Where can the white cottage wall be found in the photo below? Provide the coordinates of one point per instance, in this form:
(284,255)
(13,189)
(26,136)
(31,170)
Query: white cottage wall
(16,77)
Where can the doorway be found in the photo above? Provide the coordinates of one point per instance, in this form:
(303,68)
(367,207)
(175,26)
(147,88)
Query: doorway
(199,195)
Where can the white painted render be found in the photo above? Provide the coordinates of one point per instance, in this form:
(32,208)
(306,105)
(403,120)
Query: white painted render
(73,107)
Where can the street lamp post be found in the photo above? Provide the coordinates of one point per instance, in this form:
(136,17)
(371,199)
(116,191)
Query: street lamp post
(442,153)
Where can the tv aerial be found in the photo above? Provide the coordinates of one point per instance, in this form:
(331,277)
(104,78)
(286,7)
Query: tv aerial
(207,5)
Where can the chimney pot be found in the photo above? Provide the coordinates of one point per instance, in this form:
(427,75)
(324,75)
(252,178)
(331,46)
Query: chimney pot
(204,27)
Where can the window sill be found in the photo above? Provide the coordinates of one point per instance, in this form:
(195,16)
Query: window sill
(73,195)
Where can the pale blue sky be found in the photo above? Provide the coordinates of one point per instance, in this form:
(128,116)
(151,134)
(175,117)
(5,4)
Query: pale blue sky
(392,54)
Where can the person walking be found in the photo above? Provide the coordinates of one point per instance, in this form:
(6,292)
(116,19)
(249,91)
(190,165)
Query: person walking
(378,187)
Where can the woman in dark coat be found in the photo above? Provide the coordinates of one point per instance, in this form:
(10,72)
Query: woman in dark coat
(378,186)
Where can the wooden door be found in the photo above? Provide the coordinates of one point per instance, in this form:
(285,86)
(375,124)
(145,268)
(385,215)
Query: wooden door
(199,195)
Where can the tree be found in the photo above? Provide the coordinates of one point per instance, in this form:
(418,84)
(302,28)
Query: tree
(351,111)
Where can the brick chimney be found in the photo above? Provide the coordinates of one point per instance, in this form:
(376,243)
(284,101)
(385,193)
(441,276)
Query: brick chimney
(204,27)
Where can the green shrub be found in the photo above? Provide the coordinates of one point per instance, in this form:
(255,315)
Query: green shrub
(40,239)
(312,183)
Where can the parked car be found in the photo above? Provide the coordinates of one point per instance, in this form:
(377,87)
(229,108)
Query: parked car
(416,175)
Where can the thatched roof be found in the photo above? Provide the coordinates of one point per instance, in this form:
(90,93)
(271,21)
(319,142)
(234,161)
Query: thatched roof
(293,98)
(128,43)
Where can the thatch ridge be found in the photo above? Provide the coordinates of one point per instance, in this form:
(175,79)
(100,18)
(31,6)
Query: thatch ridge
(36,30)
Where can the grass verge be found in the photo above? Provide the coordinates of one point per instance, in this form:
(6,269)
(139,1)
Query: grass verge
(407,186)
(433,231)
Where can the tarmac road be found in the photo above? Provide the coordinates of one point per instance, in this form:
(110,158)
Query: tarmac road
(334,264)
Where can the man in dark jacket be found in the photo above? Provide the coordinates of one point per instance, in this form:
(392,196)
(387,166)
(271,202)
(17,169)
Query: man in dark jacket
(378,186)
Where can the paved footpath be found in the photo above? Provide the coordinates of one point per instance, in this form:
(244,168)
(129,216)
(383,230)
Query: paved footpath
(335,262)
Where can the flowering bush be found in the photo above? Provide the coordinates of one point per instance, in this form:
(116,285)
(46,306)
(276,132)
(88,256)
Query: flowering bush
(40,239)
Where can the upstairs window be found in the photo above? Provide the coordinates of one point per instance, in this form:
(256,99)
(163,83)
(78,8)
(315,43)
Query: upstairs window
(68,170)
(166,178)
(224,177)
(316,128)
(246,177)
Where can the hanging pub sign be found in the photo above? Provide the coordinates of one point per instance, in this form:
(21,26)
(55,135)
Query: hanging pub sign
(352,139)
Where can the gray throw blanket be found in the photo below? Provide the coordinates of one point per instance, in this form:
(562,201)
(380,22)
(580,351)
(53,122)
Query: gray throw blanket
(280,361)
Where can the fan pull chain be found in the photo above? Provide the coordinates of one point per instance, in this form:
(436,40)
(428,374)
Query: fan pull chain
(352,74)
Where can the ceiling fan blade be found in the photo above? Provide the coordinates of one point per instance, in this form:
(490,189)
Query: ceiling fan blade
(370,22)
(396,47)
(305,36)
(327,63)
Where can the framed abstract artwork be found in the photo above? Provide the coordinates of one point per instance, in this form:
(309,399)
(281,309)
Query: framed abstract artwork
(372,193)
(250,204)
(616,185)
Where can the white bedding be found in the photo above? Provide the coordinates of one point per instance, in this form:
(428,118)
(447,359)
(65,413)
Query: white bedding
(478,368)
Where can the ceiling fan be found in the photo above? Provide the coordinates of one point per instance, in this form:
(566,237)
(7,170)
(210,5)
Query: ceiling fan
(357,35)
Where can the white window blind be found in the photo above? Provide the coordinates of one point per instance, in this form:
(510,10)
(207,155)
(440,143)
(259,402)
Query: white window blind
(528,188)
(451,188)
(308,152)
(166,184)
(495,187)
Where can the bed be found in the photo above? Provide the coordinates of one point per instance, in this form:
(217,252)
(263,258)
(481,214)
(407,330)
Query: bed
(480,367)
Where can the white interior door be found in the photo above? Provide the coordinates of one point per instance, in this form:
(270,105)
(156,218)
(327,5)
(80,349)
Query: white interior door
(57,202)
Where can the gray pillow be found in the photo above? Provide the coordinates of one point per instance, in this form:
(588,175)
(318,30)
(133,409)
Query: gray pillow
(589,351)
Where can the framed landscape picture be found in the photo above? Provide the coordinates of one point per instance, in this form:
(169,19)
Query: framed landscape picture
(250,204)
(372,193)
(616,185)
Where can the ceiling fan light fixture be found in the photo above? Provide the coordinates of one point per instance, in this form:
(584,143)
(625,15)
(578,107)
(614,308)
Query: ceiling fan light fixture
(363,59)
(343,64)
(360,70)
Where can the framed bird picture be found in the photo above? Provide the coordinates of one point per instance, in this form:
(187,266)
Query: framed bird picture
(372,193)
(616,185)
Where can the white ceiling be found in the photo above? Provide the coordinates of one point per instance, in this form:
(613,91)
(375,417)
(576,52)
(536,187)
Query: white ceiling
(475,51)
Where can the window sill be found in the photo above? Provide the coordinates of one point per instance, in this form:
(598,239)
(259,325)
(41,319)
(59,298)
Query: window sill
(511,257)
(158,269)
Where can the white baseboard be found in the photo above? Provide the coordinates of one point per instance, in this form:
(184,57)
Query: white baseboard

Activity
In the entries above, locate every line with the word "below" and copy it.

Solution to this problem
Where can the white cottage wall be found in the photo below? Provide the coordinates of one point per instance, in this form:
Where can the gray throw blanket be found in the photo below? Provide the coordinates of one point per instance, in this form:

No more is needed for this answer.